● Excerpt to read:
There are extensive stonewalls as well as a temple, residential area, storehouses and gateway to the harbour. A number of finds from the site, including cooking pots, jars and jewellery, are on display in the Museum of the Frankincense Land at Al-Baleed.

Entrance to the city is via the remains of a small gateway, inside of which you will find two beautifully preserved inscriptions commemorating the foundation of the city, carved in the ancient South Arabic (or “Old Yemeni”) musnad alphabet.

The city’s most impressive surviving structure is the Temple of Sin (the Mesopotamian moon god), built up against the northwest city wall – look out for the finely carved limestone basin in the ritual ablution room within.

Visitors to the site can find Bronze Age fortifications from the small-fortified town as well as a local palace ascribed to the Queen of Sheba. Inscriptions at an entrance gate confirm the name of the town as Sumhuram. Today, Sumhuram is one of four sites listed on UNECSO’s Land of the Frankincense World Heritage site.

The site is a couple of kilometres from Taqah, which itself is about 40 kms from Salalah. A visitor fee of OMR 2/- per passenger car gains you access to the ruins of the fortified city, entrance to the museum and a chance to go close to Khour Rori where seawater mixes with sweet water from Wadi Dirbat at high tide.

The Frankincense Trail

The frankincense trail is located at Wadi Dawkah, Dhofar on the Incense Road. The site includes frankincense trees, Archeological sites, oasis and many trees. It is an interesting drive. The Frankincense Trail has been declared a UNESCO World Heritage Site.

For nearly 5,000 years a rather unsightly Boswellia tree, which produces a heavenly fragrance was considered to be Arabia’s most precious commodity. During the height of its popularity the Boswellia – better known as the frankincense tree - rivalled gold, silk and gems in value and spawned a vital trade route that for centuries extended from Southern Arabia into West Africa and India.

The frankincense trees of Wadi Dawkah and the remains of the caravan oasis of Shisr/Wubar and the affiliated ports of Khor Rori and Al-Baleed vividly illustrate the trade in frankincense that flourished in this region for many centuries, as one of the most important trading activities of the ancient and medieval world.

Lost City of Ubar

The Lost City of Ubar, also known as the Lost City of Atlantis, was once the Frankincense capital of the ancient world and is now a UNESCO ‘Land of Frankincense’ world heritage site.

The lost city of Ubar is an ancient city on the Arabian Peninsula in southern Oman. Remains of the city were discovered in 1992 by archaeologists using remote sensing equipment. Ubar is believed to have been populated from about 2800 B.C. to about 300 A.D. and to have been an important trading outpost, at one time.

Al Baleed Archaeological Site

This is the location of the ruins of Al Baleed, an ancient city known as a frankincense-trading hub and visited by both Marco Polo and Ibn Batuta.

● Prompt 1:
Output the portion of the listing that starts with the line containing "label the metal" and runs to the end of the listing, both ends included, reproducing each line exactly.

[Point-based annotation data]

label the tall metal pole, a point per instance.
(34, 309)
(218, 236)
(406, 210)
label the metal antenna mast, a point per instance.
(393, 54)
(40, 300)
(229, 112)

● Prompt 2:
From the passage on Oman's frankincense sites, return the part that begins with the words "The frankincense trees" and ends with "Frankincense’ world heritage site.", copied exactly.

● Right answer 1:
label the metal antenna mast, a point per instance.
(393, 54)
(40, 300)
(229, 112)

● Right answer 2:
The frankincense trees of Wadi Dawkah and the remains of the caravan oasis of Shisr/Wubar and the affiliated ports of Khor Rori and Al-Baleed vividly illustrate the trade in frankincense that flourished in this region for many centuries, as one of the most important trading activities of the ancient and medieval world.

Lost City of Ubar

The Lost City of Ubar, also known as the Lost City of Atlantis, was once the Frankincense capital of the ancient world and is now a UNESCO ‘Land of Frankincense’ world heritage site.